En une telle entreprise, il n’y a place pour aucun modernisme : tout au contraire, nous voulons justifier au pied de la lettre les assertions les plus positives de la dogmatique chrétienne. Mais pour les insérer dans les consciences telles que nos sciences critiques les ont préparées, il y a sans doute à approfondir non seulement les arguments extrinsèques, mais, si l’on peut dire, la signification intrinsèque de ces vérités présentées à notre adhésion, rationabile obsequium, en prenant garde de commettre sur ce texte le contresens trop souvent renouvelé. Ce que signifie saint Paul, ce qu’il demande, ce n’est pas une soumission sans lumière, obtenue seulement par une déduction qui imposerait le fait ou la formule à croire ; c’est au contraire, ainsi que le comporte le texte primitif, un assentiment intelligent, une justification qui sans doute ne supprime aucunement le caractère mystérieux et surnaturel, mais qui lui donne une valeur assimilable, nutritive pour l’esprit comme pour la volonté. En un sens, tout le christianisme est supérieur à la raison, mais nulle part il ne lui est contraire ; et la raison, sans empiéter sur le mystère de grâce, y trouve cependant une clarté en face de certains problèmes qu’elle peut et doit poser, alors qu’elle ne peut ni ne doit les résoudre elle-même. Pour que l’humanité vive davantage du Christ, il est donc bon de lui montrer toujours mieux jusqu’à quel point elle a besoin de Lui. Non pas que nous ayons à spéculer pour cela sur un état de pure nature qui, de fait, n’a jamais existé historiquement et qui n’est qu’une entité fictive, possible assurément, mais en dehors des conditions authentiques où se déploie l’activité des hommes et des peuples : il importe de nous prendre tels que nous sommes et de faire reposer [15] notre croyance sur tous les fondements qui la rendent à la fois obligatoire et salutaire.

◆ ◆ ◆

- Consignes
Traduisez en anglais la phrase suivante, tirée de la source ci-dessus : « Pour que l’humanité vive davantage du Christ, il est donc bon de lui montrer toujours mieux jusqu’à quel point elle a besoin de Lui. »

- Extrait de données
◆ ◆ ◆

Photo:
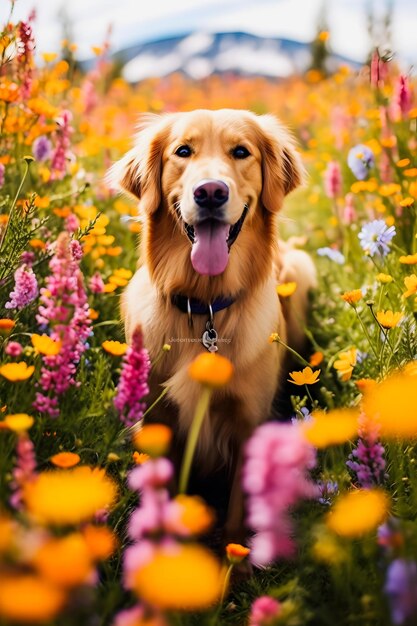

◆ ◆ ◆

- Réponse finale
So that humanity may live more fully by Christ, it is therefore good to show it ever more clearly to what extent it needs Him.